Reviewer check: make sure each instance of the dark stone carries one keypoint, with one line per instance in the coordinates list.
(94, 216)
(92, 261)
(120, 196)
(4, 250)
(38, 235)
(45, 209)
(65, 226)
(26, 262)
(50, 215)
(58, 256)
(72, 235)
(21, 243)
------------------------------
- Instructions to follow -
Print every line of the records above, with no changes to any character.

- Result of this task -
Reviewer check: make sure each instance of the dark stone carries one keypoint, with one line per instance in the coordinates list.
(94, 216)
(92, 261)
(120, 196)
(4, 250)
(38, 235)
(45, 209)
(65, 226)
(26, 262)
(50, 215)
(58, 256)
(72, 235)
(21, 243)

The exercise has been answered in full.